Listed records Block Start

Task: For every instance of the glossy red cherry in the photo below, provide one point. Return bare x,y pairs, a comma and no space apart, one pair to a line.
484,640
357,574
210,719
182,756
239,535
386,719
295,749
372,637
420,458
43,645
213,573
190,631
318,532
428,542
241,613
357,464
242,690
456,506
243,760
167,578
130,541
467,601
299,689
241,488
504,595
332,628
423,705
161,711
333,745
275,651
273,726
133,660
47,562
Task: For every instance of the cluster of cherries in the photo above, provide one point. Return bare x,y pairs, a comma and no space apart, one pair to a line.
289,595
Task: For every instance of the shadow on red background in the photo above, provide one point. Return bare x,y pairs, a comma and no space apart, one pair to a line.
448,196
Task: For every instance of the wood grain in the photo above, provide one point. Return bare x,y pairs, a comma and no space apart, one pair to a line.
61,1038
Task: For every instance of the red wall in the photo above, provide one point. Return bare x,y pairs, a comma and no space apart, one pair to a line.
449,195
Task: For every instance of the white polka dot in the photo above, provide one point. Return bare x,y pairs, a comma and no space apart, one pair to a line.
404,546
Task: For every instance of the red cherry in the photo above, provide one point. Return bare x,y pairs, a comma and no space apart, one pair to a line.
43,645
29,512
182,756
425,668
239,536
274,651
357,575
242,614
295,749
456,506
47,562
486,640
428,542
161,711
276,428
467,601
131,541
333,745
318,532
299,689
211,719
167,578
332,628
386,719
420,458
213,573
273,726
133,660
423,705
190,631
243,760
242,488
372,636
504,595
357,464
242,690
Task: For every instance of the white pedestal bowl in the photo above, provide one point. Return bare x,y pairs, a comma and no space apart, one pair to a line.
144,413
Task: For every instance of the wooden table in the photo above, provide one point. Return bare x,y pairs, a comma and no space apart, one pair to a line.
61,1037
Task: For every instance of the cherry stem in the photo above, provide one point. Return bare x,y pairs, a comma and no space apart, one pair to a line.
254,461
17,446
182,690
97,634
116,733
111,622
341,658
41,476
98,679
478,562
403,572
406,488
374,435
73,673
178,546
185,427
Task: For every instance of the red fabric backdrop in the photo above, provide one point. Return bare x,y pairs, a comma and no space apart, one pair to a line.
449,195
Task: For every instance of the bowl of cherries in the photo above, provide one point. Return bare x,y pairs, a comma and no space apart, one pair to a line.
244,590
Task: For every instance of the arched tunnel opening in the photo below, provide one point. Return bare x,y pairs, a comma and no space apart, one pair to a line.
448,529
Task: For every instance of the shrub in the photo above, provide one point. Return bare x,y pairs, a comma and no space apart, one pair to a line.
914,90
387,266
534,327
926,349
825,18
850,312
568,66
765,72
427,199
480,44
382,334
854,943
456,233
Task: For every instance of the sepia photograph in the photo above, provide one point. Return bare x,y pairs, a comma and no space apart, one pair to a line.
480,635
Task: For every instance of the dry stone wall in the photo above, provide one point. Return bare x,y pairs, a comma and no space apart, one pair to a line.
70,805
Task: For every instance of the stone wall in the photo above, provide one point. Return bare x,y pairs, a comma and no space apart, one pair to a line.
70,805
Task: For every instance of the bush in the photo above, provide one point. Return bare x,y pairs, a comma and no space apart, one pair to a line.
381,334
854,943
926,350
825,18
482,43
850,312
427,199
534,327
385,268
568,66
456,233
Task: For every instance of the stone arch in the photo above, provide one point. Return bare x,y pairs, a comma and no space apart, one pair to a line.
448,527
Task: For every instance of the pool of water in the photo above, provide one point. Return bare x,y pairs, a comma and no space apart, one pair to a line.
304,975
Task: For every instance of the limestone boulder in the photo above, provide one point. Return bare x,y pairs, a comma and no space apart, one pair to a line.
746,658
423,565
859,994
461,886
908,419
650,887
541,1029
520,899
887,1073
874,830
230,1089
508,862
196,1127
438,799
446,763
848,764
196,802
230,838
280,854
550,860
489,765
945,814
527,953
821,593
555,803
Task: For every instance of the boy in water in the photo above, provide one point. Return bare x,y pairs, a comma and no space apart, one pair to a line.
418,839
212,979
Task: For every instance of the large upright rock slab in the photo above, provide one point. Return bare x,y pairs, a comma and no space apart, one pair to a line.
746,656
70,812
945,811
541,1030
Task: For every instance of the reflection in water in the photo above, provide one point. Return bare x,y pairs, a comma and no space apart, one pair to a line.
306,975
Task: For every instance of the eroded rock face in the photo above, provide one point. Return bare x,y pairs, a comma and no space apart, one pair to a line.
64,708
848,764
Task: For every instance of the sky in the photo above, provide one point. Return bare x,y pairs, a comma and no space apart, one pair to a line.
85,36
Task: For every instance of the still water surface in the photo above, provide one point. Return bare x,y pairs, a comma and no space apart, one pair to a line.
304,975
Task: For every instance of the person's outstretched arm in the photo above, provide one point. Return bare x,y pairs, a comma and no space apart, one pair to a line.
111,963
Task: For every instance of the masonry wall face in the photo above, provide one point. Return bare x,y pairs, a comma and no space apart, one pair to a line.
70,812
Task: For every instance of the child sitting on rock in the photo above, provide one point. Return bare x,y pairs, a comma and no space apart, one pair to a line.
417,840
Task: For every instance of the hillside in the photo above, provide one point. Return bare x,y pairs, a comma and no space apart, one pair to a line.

Listed records Block End

Goal of the exercise
Output the line containing "Task: For every instance of the masonry" and all lines after it to the end of the records, exactly as given.

Task answer
Task: For every instance of the masonry wall face in the photo above, provide one point. Return bare x,y pairs, a comma and no space apart, one pair to a line.
70,812
Task: For every instance of the child sitting on rock in the photo above, provide one point. Return bare x,y pairs, a comma and no space apart, one pair to a line.
417,840
Task: For every instance of the hillside in the photo above, provide one point. Return bare x,y pairs, a comma and no space apart, one pair to a line.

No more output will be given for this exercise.